IMO this law would deal a severe blow to the entire hunting community. Damned Boxer/Pelosi will probably be laughing every time something like this passes, sportsmen are getting better and better at slitting our own throats.


----------



## north1

I will be the first to admit that some hunters and sportsman have abused the current system and have ticked me off as a private landowner. Holes shot in grain bins, driving across planted fields, throwing away trash, shooting raptors because they harm upland game birds, stealing blackbird cannons because they scare away game, killing my Norwegian elkhound because apparently they couldn't tell the the difference between it and a yote. Would be easy to post everything and give hunters the finger. That's the point, it would be easy. Furthermore, it would cause harm to the principles I hold dear. First and foremost the right to own and use firearms and allowing for others to do the same. Harming sportsman by shutting them out will only help those that want to end the practice all together, which will effect my rights to do the same. Many other factors like controlling species need to be taken into account. Who is going to control over population of deer coyotes, etc. if hunting continues to be restricted and sportsman numbers decline? Thousands of deer are perishing because of our harsh winter and that meat could have been in someone's crockpot. The powers that be will find ways to control things(wolves and other predatory species) if we continue to increasingly regulate hunting. I reel against over regulation in farming and feel the same about hunting. Hopefully my ramblings make some sense.

────────────────────

Exercise:
Rewrite everything in the hunting post from "IMO this law" down to "our own throats.", renaming "hunting community" as "sporting community". You won't need the material that comes after this text.

Given information:
────────────────────

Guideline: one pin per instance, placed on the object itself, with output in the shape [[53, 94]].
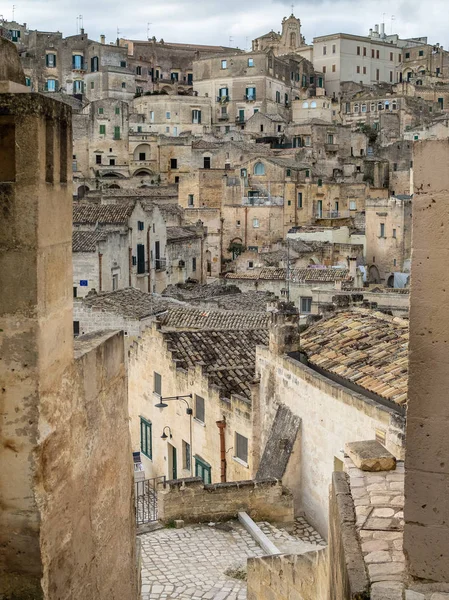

────────────────────

Response to the task:
IMO this law would deal a severe blow to the entire sporting community. Damned Boxer/Pelosi will probably be laughing every time something like this passes, sportsmen are getting better and better at slitting our own throats.